BEGIN

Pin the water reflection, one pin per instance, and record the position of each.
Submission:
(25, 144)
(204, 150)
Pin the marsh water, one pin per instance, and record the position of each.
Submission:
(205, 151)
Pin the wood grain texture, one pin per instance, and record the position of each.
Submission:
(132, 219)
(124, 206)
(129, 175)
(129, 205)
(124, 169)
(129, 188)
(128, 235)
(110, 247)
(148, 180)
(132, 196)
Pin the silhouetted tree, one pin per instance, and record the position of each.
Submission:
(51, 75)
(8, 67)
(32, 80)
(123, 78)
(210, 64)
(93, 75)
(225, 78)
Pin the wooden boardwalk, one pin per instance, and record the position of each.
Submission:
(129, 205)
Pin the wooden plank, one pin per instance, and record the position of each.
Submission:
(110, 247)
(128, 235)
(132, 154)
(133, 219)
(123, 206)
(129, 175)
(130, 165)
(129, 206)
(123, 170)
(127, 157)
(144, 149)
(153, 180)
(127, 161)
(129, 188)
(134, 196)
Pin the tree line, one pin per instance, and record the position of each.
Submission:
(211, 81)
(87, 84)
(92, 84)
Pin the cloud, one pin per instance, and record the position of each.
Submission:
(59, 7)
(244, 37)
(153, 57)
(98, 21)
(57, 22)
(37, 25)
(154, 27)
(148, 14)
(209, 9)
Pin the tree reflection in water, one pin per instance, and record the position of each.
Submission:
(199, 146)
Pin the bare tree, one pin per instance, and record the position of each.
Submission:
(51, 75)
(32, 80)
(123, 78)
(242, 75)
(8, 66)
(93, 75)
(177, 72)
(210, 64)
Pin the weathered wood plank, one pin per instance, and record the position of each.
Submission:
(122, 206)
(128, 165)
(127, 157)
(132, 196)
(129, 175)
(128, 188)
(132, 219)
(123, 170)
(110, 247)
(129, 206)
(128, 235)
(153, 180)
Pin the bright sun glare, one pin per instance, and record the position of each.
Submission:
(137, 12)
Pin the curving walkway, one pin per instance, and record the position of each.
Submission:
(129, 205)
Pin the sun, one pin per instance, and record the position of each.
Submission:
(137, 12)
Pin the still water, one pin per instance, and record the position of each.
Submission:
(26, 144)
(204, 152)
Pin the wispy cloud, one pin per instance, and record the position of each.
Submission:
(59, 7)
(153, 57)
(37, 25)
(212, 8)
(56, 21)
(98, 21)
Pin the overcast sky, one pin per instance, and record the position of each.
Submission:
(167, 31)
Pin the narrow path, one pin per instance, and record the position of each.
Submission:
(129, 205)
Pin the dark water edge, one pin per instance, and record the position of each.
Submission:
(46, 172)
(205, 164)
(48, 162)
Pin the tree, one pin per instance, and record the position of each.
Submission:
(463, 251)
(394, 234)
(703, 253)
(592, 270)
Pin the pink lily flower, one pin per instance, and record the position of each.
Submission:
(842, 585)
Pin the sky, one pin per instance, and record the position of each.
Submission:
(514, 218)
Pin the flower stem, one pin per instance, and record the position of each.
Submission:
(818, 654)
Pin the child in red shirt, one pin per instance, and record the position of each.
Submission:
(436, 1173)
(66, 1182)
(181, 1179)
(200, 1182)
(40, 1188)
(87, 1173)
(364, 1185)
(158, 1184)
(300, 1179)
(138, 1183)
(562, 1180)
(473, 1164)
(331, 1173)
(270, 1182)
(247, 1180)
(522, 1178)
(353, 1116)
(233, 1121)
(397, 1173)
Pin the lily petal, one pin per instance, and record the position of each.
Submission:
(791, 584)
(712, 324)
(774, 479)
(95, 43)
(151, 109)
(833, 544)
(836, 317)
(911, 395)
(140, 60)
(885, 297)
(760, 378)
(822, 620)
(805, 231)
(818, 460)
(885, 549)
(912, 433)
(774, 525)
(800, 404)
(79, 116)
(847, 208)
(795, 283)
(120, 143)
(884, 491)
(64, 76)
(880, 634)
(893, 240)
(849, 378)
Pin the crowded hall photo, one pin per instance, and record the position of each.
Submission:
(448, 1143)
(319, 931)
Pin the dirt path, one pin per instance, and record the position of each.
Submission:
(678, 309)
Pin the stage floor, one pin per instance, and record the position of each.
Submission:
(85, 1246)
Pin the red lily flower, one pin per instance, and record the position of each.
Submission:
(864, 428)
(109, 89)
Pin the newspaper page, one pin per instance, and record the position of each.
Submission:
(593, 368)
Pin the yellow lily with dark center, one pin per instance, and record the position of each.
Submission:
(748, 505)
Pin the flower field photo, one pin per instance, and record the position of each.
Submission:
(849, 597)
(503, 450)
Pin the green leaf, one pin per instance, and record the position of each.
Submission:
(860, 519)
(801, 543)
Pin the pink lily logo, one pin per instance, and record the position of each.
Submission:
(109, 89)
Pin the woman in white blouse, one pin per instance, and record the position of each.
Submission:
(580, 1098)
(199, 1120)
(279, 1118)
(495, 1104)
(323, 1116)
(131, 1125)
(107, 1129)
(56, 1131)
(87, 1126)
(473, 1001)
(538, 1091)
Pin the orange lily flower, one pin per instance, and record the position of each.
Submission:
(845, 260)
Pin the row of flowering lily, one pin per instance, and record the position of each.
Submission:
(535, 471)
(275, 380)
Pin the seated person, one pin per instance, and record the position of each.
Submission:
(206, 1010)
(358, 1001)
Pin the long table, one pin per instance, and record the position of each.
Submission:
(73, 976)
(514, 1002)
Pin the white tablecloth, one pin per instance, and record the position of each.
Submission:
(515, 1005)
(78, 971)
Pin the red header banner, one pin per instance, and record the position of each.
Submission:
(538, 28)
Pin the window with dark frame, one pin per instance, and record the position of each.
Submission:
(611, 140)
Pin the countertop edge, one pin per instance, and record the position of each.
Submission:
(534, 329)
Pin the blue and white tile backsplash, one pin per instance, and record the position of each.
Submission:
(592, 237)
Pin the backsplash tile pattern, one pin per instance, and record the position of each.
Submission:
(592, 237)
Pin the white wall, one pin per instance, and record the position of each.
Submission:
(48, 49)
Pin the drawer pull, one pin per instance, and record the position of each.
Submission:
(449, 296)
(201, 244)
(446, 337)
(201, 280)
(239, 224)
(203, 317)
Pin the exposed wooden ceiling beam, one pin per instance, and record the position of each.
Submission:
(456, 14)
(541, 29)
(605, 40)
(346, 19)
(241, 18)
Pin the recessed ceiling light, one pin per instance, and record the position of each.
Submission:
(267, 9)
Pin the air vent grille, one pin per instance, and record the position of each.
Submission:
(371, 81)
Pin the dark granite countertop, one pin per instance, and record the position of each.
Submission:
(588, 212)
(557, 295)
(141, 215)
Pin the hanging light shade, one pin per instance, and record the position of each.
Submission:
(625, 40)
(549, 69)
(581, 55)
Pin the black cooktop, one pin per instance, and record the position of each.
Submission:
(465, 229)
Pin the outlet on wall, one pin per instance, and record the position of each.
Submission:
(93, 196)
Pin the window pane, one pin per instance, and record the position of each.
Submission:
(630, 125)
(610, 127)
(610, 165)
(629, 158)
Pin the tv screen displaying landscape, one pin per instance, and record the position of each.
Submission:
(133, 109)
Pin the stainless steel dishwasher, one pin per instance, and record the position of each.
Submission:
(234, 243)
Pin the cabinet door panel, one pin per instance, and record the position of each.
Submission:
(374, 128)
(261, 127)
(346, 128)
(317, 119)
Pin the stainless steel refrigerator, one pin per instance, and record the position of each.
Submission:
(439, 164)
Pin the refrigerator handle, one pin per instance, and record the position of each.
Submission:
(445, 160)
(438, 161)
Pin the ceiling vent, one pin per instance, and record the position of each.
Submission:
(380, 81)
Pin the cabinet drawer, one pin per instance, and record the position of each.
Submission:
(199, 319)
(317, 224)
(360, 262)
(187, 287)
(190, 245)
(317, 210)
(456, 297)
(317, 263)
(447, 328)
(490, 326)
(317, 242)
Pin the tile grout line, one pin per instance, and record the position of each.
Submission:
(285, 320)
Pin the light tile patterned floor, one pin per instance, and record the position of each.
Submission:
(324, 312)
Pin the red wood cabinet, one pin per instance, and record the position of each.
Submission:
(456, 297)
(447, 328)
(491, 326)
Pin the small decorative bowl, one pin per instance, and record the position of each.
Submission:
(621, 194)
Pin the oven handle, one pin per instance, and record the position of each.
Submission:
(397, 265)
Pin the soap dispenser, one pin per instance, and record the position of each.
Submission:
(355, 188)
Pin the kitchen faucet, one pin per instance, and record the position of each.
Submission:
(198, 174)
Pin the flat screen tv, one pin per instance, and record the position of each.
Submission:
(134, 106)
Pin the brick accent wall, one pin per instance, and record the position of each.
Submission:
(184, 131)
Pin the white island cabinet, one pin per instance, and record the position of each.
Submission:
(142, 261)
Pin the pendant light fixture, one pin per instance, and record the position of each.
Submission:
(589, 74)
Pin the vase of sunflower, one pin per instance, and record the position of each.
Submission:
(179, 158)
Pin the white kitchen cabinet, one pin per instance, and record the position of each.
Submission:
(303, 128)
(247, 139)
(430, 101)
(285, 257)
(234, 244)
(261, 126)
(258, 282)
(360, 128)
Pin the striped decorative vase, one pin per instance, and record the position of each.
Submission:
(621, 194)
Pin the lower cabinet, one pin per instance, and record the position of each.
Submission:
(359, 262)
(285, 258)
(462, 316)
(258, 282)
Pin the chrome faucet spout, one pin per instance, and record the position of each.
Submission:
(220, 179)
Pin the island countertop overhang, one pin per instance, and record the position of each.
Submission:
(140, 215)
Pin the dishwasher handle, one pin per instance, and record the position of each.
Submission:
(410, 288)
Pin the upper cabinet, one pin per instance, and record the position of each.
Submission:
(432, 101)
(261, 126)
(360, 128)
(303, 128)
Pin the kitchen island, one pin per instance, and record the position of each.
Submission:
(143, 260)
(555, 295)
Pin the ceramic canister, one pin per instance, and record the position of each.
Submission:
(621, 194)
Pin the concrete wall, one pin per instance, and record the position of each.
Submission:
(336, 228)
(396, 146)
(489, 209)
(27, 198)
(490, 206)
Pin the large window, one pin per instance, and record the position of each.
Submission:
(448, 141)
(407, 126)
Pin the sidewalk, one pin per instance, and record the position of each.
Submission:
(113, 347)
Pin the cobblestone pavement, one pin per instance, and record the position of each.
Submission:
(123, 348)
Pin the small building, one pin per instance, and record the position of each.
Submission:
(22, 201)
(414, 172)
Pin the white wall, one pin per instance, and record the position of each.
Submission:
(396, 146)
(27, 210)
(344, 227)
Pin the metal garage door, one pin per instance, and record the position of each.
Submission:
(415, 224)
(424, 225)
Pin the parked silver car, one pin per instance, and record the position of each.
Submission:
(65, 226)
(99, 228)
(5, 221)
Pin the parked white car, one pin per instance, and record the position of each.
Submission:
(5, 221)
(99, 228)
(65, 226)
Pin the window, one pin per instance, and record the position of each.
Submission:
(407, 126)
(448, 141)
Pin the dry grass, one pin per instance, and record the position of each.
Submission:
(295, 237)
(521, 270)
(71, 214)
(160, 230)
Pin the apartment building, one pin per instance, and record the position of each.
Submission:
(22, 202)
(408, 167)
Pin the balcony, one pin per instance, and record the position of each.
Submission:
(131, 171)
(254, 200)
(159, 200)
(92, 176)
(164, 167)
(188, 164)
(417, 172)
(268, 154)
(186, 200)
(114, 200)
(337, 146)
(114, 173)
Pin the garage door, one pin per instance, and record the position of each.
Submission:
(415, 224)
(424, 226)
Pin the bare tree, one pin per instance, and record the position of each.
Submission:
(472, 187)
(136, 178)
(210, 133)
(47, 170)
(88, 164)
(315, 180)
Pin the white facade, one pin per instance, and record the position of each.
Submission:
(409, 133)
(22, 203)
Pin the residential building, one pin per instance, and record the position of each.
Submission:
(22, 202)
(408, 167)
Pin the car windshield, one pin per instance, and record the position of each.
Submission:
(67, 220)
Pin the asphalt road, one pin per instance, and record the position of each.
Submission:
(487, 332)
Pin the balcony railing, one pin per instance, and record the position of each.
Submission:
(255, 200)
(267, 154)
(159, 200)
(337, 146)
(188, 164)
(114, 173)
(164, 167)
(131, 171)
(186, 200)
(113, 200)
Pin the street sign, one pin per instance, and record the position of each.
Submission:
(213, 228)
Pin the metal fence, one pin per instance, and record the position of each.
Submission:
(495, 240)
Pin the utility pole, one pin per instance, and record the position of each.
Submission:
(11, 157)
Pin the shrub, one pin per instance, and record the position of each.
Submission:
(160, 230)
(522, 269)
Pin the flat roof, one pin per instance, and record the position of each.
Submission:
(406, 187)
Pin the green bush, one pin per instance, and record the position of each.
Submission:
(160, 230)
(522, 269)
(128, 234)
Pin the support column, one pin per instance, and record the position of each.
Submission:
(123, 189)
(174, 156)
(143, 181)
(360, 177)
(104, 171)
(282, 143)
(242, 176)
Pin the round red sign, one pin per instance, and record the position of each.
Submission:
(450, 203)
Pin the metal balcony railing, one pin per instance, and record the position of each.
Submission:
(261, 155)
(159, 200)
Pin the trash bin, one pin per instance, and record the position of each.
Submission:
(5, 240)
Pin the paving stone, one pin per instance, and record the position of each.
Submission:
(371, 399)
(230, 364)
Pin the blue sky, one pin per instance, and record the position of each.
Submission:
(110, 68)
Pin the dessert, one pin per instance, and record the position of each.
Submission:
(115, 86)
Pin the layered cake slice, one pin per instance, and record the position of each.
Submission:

END

■ **Instructions to follow**
Locate "Pin the round" in the material, then quote the line that contains it and all lines after it through the final one.

■ **Completed task**
Pin the round red sign, one pin per instance, and record the position of each.
Submission:
(450, 203)
Pin the metal balcony railing, one pin per instance, and record the position of each.
Submission:
(261, 155)
(159, 200)
Pin the trash bin, one pin per instance, and record the position of each.
Submission:
(5, 240)
Pin the paving stone, one pin per instance, and record the position of each.
Submission:
(371, 399)
(230, 364)
Pin the blue sky, one pin per instance, and record the position of each.
Submission:
(110, 68)
Pin the dessert, one pin per instance, and record the position of each.
Submission:
(115, 86)
Pin the layered cake slice, one pin per instance, and record the position of each.
Submission:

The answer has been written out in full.